BEGIN Information supplied

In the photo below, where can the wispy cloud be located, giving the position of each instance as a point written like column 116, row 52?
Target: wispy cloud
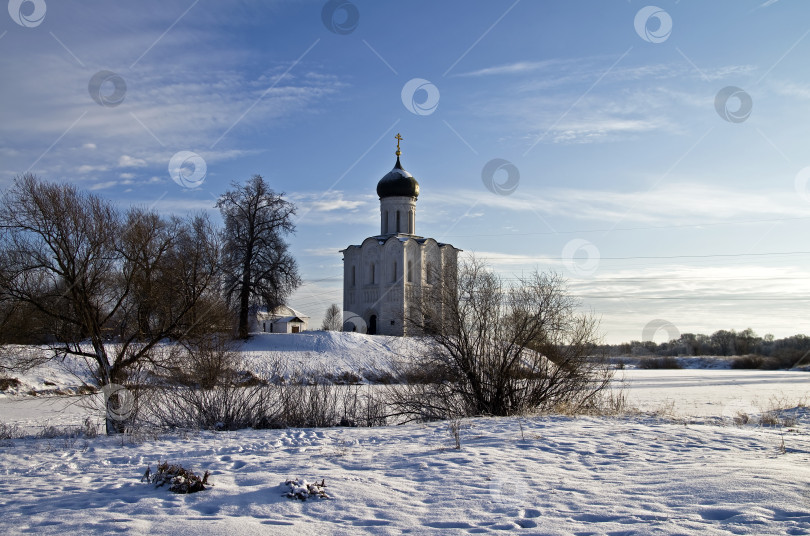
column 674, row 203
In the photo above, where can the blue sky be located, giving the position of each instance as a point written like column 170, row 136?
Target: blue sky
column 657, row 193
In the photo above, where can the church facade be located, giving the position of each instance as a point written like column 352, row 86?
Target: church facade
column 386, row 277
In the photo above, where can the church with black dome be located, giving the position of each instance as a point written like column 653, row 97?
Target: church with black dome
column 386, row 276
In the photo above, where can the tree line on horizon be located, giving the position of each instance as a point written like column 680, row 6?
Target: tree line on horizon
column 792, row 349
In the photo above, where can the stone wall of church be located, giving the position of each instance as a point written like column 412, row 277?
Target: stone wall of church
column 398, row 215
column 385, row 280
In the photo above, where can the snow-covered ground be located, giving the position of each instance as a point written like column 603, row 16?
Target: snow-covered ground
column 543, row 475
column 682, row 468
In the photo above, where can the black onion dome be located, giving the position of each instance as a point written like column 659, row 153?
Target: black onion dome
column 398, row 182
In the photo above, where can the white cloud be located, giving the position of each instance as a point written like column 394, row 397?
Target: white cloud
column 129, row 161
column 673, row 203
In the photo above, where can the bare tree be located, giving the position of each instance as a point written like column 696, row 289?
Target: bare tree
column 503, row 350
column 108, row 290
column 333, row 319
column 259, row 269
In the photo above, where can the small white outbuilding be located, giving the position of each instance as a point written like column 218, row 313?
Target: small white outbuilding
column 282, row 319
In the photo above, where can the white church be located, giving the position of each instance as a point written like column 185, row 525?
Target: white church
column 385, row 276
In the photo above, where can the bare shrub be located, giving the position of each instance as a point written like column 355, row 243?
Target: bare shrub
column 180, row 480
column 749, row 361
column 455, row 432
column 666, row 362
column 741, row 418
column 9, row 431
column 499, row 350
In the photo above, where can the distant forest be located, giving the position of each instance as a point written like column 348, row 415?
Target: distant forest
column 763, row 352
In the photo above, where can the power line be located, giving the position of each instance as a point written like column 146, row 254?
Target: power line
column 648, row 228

END Information supplied
BEGIN Information supplied

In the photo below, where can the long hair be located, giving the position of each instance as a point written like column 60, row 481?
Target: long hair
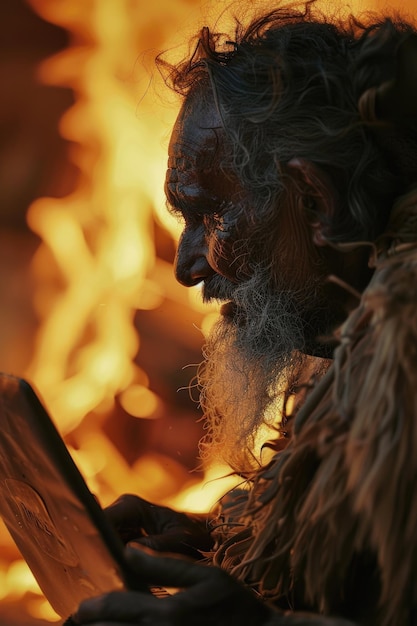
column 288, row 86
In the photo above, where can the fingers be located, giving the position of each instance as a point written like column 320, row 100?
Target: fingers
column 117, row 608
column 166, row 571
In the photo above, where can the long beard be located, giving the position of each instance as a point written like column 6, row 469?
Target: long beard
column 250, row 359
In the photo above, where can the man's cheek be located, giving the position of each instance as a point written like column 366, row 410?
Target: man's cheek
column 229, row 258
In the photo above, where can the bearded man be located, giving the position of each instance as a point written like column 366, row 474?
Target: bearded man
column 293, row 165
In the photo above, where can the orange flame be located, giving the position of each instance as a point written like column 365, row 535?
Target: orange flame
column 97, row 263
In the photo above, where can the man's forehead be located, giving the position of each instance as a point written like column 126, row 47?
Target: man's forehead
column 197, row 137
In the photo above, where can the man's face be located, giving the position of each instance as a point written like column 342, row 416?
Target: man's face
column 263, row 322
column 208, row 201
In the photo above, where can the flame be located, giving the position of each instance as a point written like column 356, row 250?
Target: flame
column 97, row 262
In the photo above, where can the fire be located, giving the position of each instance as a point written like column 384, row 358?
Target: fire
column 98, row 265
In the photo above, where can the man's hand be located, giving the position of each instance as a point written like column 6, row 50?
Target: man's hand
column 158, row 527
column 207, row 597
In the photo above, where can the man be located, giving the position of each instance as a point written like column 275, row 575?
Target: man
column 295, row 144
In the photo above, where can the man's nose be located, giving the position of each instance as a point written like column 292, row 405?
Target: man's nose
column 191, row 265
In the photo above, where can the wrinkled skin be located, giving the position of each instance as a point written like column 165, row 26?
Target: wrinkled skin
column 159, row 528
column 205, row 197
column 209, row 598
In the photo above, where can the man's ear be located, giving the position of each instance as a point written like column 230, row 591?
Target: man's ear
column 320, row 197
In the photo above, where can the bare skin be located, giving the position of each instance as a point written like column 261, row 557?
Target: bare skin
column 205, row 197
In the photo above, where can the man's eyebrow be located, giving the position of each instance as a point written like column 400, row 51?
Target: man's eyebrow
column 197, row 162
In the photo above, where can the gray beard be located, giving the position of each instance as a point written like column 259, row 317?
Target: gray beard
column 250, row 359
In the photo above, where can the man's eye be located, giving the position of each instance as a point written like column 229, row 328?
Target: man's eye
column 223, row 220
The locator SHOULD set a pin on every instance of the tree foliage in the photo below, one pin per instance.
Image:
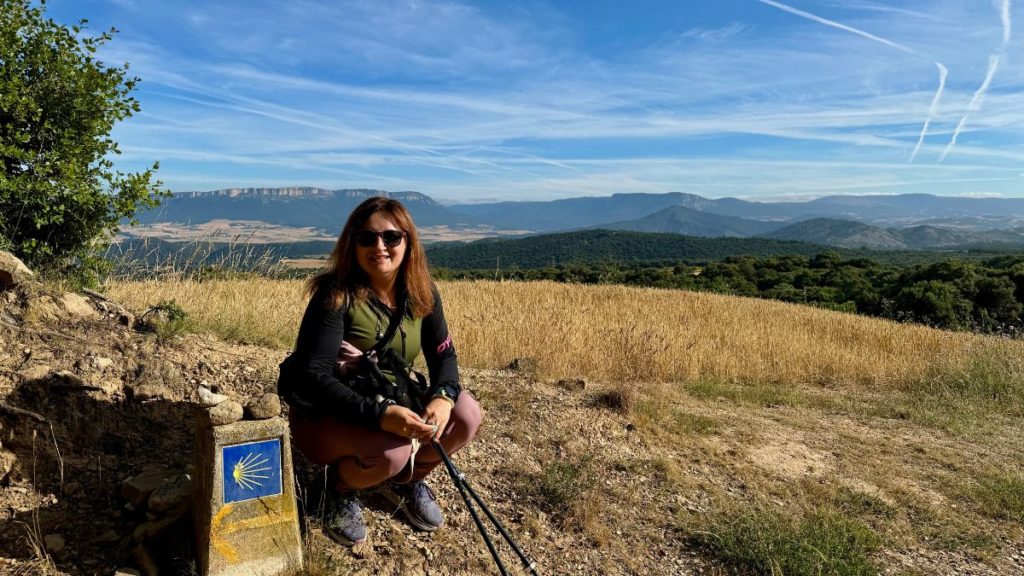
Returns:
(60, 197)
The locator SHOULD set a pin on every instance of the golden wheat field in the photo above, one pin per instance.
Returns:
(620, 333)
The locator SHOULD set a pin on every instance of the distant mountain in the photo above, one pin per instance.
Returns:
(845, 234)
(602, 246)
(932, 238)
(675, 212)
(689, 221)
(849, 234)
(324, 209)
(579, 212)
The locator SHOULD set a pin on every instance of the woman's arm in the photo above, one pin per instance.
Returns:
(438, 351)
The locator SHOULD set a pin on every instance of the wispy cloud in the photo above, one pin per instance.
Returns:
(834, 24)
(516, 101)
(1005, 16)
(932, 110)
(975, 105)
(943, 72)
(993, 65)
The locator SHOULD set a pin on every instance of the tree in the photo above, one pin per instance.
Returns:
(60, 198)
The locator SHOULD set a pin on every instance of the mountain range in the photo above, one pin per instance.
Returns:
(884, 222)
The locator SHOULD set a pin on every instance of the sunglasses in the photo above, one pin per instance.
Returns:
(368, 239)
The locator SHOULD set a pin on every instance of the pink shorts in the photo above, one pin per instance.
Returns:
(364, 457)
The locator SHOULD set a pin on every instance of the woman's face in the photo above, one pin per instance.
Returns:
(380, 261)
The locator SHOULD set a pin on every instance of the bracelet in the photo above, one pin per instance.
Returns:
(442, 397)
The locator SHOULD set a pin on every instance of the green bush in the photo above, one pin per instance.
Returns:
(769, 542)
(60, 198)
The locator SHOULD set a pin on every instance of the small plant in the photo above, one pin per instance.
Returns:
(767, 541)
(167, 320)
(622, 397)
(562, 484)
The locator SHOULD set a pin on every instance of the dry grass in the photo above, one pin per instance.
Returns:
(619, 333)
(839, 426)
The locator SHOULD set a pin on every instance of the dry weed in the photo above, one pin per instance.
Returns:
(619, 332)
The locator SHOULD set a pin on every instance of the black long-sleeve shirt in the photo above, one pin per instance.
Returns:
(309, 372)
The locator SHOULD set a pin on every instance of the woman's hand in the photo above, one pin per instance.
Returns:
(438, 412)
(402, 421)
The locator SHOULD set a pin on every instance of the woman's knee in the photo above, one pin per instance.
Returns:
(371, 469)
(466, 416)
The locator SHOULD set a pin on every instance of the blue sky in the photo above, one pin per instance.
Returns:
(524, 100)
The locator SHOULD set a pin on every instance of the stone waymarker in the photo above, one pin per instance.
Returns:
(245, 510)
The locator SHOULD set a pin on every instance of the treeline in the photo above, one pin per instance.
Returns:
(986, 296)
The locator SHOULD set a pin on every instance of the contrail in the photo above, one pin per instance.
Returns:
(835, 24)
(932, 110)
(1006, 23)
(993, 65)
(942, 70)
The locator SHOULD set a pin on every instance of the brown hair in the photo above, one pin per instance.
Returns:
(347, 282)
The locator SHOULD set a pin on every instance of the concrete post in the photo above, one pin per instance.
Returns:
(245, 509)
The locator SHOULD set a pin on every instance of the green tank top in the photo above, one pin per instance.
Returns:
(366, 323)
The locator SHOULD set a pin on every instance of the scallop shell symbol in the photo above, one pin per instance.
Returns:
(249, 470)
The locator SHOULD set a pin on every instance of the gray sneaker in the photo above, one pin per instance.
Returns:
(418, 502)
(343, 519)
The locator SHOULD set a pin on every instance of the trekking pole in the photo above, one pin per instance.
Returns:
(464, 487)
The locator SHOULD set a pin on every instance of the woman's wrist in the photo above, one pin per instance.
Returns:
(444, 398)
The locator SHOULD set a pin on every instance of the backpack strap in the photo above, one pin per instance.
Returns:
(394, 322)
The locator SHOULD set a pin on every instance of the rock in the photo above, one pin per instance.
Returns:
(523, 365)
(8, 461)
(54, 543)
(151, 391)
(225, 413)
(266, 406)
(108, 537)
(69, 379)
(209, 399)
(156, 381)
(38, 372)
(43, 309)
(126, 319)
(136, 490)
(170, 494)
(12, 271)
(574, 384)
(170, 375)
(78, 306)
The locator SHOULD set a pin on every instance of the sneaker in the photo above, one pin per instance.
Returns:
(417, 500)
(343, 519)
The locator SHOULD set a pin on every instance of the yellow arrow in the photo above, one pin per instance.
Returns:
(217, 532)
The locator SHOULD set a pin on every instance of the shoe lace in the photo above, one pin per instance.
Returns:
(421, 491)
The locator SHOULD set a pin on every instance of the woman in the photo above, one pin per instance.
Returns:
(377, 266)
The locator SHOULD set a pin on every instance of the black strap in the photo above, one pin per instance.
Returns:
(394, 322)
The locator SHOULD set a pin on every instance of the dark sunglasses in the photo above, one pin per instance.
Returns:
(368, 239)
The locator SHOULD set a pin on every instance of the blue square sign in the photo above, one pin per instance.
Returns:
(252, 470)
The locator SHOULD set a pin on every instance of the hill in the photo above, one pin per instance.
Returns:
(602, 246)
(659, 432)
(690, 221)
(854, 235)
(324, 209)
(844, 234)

END Information supplied
BEGIN Information supplied

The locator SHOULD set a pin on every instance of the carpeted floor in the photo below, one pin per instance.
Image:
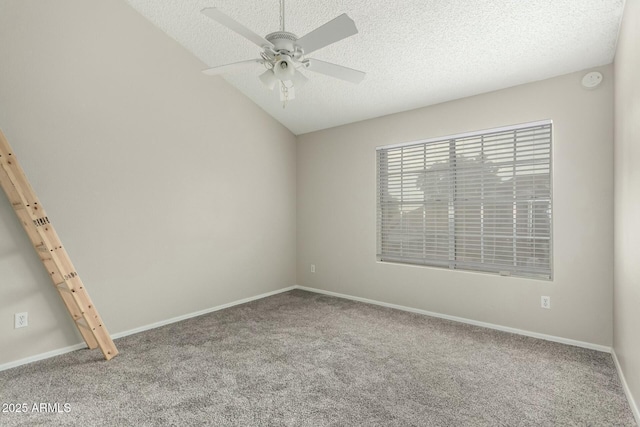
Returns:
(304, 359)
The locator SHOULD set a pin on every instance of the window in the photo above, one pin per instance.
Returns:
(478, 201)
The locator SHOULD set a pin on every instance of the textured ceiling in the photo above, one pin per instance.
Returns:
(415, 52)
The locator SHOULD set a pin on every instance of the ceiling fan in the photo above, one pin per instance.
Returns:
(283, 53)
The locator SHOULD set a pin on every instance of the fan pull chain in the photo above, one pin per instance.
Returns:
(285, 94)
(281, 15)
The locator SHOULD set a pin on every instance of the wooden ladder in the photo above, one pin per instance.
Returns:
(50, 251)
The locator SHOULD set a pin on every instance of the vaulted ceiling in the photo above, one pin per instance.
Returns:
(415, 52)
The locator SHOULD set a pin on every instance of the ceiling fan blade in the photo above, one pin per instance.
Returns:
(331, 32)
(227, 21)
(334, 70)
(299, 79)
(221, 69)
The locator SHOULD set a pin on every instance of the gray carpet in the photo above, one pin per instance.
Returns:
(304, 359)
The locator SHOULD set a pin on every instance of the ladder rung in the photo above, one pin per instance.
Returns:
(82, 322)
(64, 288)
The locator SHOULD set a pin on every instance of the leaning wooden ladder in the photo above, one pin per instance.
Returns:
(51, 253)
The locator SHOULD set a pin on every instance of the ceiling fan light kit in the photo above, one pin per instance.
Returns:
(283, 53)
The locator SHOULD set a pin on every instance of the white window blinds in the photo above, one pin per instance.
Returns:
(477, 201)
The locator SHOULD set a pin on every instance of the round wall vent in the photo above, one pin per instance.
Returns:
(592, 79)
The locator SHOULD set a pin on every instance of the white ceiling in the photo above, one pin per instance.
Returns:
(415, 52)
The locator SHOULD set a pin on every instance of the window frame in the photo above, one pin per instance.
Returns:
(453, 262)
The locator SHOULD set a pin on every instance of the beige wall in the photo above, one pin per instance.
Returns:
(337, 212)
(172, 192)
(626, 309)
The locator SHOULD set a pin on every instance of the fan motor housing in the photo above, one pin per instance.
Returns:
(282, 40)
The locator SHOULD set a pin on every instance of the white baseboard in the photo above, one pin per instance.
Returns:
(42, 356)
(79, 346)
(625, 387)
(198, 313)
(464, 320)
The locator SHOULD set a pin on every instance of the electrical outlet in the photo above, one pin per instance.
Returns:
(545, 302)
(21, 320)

END Information supplied

Short exercise
Reproduce the lines of the listing from the line with "In the photo above, where can the bearded" up to and including the line with "column 208, row 201", and nothing else.

Exercise solution
In the photo above, where can the bearded man be located, giving the position of each instance as a point written like column 366, row 474?
Target: bearded man
column 293, row 165
In the photo above, where can the orange flame be located, giving the position of each instance as a point written like column 365, row 535?
Target: orange flame
column 97, row 263
In the photo above, where can the man's forehead be located, giving the position of each instance as a point written like column 126, row 47?
Target: man's forehead
column 197, row 137
In the photo above, where can the man's face be located, giving the position of each instance as a point written like column 342, row 416?
Target: man's face
column 263, row 322
column 208, row 201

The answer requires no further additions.